_Текст для чтения_
Сказал своё слово и Иван Бунин. Он развивает некоторые мысли Ходасевича и, так как ему всегда не по нутру был Есенин, пытается углубиться в прошлое, найти русские болезни и пороки, носителей которых литературная общественность жалеет, видит в них «самородков» и превозносит:
«В.Ф.Ходасевич недавно напечатал в “Возрождении” статью по поводу “Романа без вранья” Мариенгофа и по поводу Есенина, героя этого романа. Статья прекрасная, но всё же я совсем не согласен с основной её мыслью, будто в “трагедии” и во всех качествах Есенина виновата “цыганская власть”, как называет Ходасевич власть большевистскую. Нет, “трагедия” Есениных и сами Есенины страшно стары, на тысячу лет старше большевистской власти, так стары и банальны со всей своей то острожной, то писарской лирикой, что просто уже тошнит от них. “Власть, Чека покровительствовала той банде, которой Есенин был окружён… которая была полезна большевикам, как вносящая сумятицу и безобразие в русскую литературу…” Всё так. Ещё в “Бесах” было это предусмотрено: “Нам каждая шелудивая кучка пригодится…” Но разве “шелудивую кучку” оправдывает то, что ею пользуются? Большевистской власти, конечно, было очень приятно, что Есенин был такой хам и хулиган, каких даже на Руси мало, что “наш национальный поэт” был друг-приятель и собутыльник чекистов, “молился Богу матерщиной”, по его собственному выражению, Европу и Америку называл “мразью”, и в то же время наряжался в шёлковое бельё на счёт американской старухи, мордуя её чем попадя и где попало, и вообще по всему свету позорил русское имя. Но что ж с того, что большевикам всё это было приятно? Тем хуже для Есенина. Он талант, трагическая натура, и посему ему всё прощается? Но талант у него был вовсе не такой, чтобы ему всё прощать, а “трагедия” его стара, как кабаки и полицейские участки. Ведь и до Есенина был вышеупомянутый “мальчонка”, ведь и до него пели: “Я мою хорошую в морду калошею”, и во веки веков процветала на Руси белая горячка, в припадках которой и вешаются, и режутся. И думаю, что всё это отлично знают все проливающие слёзы над “погибшей белой берёзой”. А если знают, то почему же всё-таки проливают? А потому, очевидно, что и до сих пор сидит в нас некое истинно роковое влечение к дикарю и хаму».279
Речь Бунина резко выделяется из сонма голосов. Иван Алексеевич был донельзя желчен. О Мариенгофе он говорил не иначе как о «пройдохе», «величайшем негодяе» и даже «сверхнегодяе» – за его богохульные стихи.

_Задания_
(1) Выпишите все слова и выражения, которыми, согласно отрывку о Бунине и Есенине, Бунин называл Мариенгофа.
(2) В каком издании, согласно отрывку о Бунине и Есенине, Ходасевич напечатал статью о «Романе без вранья»?
(3) Продолжите отрывок о Бунине и Есенине после его последнего предложения.

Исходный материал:
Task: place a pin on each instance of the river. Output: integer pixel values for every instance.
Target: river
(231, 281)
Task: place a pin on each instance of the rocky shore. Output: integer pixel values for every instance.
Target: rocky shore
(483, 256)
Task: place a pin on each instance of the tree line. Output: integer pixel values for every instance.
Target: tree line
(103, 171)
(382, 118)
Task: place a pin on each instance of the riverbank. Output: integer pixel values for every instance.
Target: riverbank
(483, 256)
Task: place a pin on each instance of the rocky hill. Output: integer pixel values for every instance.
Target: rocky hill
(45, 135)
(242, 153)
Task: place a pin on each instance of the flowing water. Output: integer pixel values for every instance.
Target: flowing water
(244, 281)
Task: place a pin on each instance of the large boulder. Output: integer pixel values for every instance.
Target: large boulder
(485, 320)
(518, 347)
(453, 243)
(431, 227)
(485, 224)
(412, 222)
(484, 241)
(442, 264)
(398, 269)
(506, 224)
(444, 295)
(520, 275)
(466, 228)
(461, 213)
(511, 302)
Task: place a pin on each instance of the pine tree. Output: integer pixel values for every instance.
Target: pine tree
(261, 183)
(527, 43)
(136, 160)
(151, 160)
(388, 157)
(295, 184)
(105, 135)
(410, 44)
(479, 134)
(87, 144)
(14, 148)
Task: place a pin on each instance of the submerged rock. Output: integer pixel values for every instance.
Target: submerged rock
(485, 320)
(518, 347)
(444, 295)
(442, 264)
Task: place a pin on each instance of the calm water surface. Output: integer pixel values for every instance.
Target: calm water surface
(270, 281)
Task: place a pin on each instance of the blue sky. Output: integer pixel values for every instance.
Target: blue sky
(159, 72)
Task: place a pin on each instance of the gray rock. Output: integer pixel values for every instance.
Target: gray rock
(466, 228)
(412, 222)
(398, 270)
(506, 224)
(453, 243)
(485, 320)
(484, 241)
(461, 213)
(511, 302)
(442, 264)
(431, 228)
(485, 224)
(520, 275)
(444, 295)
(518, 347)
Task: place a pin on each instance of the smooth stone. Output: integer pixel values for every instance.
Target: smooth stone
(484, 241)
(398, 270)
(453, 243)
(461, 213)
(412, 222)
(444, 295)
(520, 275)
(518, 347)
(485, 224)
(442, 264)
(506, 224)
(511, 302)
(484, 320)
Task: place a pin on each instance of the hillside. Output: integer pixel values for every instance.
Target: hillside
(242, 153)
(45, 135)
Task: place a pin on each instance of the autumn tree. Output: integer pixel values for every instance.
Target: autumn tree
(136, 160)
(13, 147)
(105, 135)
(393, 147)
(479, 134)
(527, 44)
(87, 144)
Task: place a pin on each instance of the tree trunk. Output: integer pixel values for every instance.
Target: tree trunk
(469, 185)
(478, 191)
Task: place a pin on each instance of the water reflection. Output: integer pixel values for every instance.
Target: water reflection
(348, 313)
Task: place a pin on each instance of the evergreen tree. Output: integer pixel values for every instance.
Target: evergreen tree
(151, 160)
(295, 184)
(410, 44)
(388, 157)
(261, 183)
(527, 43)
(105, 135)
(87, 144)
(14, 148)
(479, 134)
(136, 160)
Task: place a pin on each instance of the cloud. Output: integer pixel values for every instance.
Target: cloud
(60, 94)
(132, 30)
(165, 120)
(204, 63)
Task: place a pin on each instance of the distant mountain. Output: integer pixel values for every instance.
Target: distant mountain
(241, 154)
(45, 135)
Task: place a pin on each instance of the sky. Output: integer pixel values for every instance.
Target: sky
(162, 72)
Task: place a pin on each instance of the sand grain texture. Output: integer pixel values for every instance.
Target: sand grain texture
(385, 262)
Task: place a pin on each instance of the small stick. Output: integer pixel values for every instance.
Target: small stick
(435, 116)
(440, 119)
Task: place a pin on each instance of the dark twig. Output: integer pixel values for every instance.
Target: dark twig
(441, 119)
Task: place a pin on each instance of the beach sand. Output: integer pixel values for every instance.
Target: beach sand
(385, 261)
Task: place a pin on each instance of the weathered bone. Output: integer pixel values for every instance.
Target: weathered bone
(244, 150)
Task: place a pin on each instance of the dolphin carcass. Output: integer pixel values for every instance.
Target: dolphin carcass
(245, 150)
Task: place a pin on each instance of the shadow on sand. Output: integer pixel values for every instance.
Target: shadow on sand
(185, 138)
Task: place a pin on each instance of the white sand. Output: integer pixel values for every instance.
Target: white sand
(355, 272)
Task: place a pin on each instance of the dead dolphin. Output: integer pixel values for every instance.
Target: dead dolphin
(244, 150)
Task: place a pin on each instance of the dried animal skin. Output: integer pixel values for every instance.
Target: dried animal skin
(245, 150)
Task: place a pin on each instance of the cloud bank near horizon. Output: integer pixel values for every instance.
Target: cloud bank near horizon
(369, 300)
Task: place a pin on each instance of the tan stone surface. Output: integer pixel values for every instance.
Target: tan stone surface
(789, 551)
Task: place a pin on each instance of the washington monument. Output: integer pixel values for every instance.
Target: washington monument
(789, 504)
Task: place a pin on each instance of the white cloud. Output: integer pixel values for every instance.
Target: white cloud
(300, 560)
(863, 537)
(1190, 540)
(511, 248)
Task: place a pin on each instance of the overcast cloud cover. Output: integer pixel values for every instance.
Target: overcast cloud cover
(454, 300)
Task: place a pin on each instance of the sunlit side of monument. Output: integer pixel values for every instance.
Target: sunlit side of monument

_Ответы по порядку_
(1) «пройдоха», «величайший негодяй», «сверхнегодяй»

(2) В «Возрождении».

(3)
Что до Лавренёва, то его остроумно вышутил Израиль Меттер, назвав писателя «военвруном первого ранга»280. А Ходасевич и русское зарубежье – как бы они ни пытались расписать революционную Москву, – точно такой же остров культуры со всеми интригами, подковёрной борьбой, завистью, то есть с той «атмосферой», которую они изобличают в рецензиях.
У Алексея Толстого, не понаслышке знающего жизнь русского Берлина и русского Парижа, есть рассказ «На острове Халки». Два других его названия – «Смерть поэта Санди» и «Последний день Санди». В тексте речь идёт о белоэмигрантах, сбежавших от большевиков в Грецию. Под палящим солнцем у бывших офицеров, обозлённых на всё и вся, сдают нервы. Они начинают подозревать беженца Александра Казанкова – поэта Санди – в том, что он осведомитель, сотрудничает с большевиками, и в итоге убивают его. Прототипом героя был Александр Куси-ков, который после шумных двадцатых навсегда ушёл из литературы – такая обстановка была в русском Париже281.
Мариенгоф от литературы не отошёл, он пошёл другим путём.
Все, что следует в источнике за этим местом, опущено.